-- WRITTEN REQUEST --
Edit the records below by replacing "coordinates" with "positions" wherever it occurs, and leave everything else unchanged.

── RECORDS TO PROCESS ──

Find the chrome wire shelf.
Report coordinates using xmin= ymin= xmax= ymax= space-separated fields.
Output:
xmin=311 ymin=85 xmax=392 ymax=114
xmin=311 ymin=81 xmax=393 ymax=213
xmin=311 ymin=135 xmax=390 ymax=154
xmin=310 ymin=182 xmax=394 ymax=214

───

-- TASK OUTPUT --
Find the chrome wire shelf.
Report positions using xmin= ymin= xmax= ymax= space-separated fields.
Output:
xmin=311 ymin=85 xmax=392 ymax=114
xmin=311 ymin=81 xmax=393 ymax=213
xmin=311 ymin=135 xmax=390 ymax=154
xmin=310 ymin=182 xmax=394 ymax=214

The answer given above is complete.